Task A.
Decide whether each of the following statements agrees with the forum thread on bog iron: (i) mild steel has a carbon content of about 0.25%; (ii) the smelting took a month; (iii) the Vikings had several sources of iron. Answer yes or no for each and quote the deciding words of the thread.
Task B.
From the forum thread on bog iron, extract the passage starting at "Thats one way" up to and including "trivia because autism?".
Task C.
List every kind of place in which one commenter in the forum thread on bog iron says the bacteria can be found where they live.

Provided text.
++++++++++

If you check Wikipedia, you might get your answer.
Want to know what pig iron is used for? For turning it into something that isn't pig iron, that is its only purpose. Its only practical use for pig iron is to make it cease to exist.
>If you check Wikipedia, you might get your answer.
Thats one way to say "i dont know"
What the frick does pig iron have to do with this thread? Or are you just spastically pounding out useless trivia because autism?
homie fried his brain on too much Dwarf Fortress
Bog iron isn't steel. It's brittle iron. You can make all kinds of things out of it, like the Vikings did, but it's still just a more brittle form of iron. Do you not know the difference between iron and steel?
The one thing he couldn't do, because of his self-implemented rules, is work the bog iron with heat and hammers, to make it less brittle, and to work it, to get better use out of it. The vikings only source of iron was bog iron, and they sailed the world with it, using it for nails, tools, and weapons. But they'd learned to work it properly.
are you sure it was mild steel? Mild steel should deform pretty easily at red heat.
Anyway, cast iron is way harder than mild steel because of the way higher carbon content. Mild steel is like 0.25% and cast iron is often as high as 3%, though it's impossible to tell what he made without getting some actual testing done.
You can kind of anneal cast iron, and it actually could be done in a campfire, you only need like 900c to reach the transformation range. It's done regularly in industry to make it easier to machine cast iron parts and remove internal stresses from structural castings. I'm not sure but I bet it's way less forgiving than steel though, if you're not careful enough and don't bring the temperature up smoothly and evenly enough you'd probably crack it.
Breaking the slag open and picking out the chunks of iron is one of the less labour intensive parts of the process ultimately. He does apparently add the bits that have iron deposits that are too small to form prills back to the next batch so it's not wasted, but doing multiple runs just to make the prills bigger isn't worth it. You lose some of your material each melt too, and when you're working with amounts this small that's significant.
>campfire
how to explain that if you can melt something you can also anneal at a cooler temp
Collecting the iron oxide from water took a month, the smelting took 4 hours. Obvious bottleneck, gotta find something else.
>in 2 years has steam engine pumping groundwater
>irrigation, indoor plumbing and fire-suppression
>spaceflight begins in 2027
Bog Iron was used in lots of parts of the world as the main source of iron, up til the middle ages.
Am i blind or where does he say it took a month to collect the ore? There is a shit ton of this bacteria where i live is there any possibility of making money? when i say shit ton i mean like its literally everywhere in every stream an river an bog and swamp and puddle for hundreds of miles in each direction
There may be a niche for selling bog iron "ore" to hobbyists messing around, but it's readily available for harvest everywhere and that's part of the fun when making your own iron I would guess.
Maybe maybe your own iron and sell trinkets to women on etsy or at ren fairs.

++++++++++

Information supplied.
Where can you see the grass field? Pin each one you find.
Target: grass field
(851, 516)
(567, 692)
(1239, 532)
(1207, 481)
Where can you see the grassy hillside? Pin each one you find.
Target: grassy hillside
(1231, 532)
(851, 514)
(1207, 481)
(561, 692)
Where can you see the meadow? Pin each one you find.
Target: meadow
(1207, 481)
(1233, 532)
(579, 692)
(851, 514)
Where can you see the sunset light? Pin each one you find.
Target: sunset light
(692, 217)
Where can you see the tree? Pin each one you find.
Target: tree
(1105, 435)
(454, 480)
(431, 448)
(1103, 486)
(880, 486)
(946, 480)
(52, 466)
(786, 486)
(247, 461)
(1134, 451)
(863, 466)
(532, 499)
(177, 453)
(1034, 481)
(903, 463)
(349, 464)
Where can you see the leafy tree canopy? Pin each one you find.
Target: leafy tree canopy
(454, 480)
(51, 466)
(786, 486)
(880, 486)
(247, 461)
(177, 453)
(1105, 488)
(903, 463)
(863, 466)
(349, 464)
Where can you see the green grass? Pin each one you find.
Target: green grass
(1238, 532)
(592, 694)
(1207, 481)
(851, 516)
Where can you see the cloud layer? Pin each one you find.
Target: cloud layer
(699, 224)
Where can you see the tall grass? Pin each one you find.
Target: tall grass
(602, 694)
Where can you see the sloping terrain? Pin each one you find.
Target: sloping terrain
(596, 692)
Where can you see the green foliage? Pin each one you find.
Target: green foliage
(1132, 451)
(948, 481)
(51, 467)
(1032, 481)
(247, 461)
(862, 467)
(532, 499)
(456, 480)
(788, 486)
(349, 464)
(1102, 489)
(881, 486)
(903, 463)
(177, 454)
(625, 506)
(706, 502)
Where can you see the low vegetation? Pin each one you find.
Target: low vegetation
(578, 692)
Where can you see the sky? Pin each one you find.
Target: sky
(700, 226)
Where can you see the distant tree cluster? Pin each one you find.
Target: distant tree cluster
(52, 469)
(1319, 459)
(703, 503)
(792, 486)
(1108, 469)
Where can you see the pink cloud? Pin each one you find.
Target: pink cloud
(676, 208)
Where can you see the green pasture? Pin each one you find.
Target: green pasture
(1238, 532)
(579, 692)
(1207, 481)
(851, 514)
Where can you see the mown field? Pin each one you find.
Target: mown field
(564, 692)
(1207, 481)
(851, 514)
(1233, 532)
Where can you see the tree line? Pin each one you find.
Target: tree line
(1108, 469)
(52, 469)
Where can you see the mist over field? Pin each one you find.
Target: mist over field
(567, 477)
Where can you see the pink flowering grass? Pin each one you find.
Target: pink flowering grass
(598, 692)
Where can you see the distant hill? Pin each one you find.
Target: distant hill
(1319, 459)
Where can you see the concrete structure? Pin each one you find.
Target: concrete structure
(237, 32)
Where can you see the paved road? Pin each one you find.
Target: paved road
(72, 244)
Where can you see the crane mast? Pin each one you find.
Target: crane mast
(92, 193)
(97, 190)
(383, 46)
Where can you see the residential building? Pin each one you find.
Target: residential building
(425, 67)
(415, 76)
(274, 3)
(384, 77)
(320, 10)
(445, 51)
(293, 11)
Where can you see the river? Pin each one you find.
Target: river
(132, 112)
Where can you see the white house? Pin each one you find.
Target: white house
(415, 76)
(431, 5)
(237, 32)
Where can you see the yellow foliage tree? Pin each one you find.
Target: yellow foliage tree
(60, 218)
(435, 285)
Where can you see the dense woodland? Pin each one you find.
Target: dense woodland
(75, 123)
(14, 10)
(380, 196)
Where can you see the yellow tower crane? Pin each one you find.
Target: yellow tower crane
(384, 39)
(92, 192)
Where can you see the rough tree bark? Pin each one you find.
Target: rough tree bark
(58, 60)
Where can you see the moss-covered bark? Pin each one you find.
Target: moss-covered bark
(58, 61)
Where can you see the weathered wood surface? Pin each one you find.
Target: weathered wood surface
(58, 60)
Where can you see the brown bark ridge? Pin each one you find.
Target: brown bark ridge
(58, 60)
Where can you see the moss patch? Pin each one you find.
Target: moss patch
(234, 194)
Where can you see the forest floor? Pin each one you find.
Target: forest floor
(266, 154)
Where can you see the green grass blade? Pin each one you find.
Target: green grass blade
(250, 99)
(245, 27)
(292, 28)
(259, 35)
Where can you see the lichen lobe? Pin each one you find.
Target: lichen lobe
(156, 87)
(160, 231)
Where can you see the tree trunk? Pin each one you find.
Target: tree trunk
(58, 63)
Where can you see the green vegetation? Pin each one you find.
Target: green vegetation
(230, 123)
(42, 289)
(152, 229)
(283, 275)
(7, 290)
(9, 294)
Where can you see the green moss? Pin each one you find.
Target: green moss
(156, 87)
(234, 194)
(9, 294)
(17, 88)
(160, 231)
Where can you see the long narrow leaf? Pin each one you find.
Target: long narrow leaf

++++++++++

Task result A.
(i) Yes: "Mild steel is like 0.25%"
(ii) No: "the smelting took 4 hours"
(iii) No: "The vikings only source of iron was bog iron"

Task result B.
Thats one way to say "i dont know"
What the frick does pig iron have to do with this thread? Or are you just spastically pounding out useless trivia because autism?

Task result C.
stream
river
bog
swamp
puddle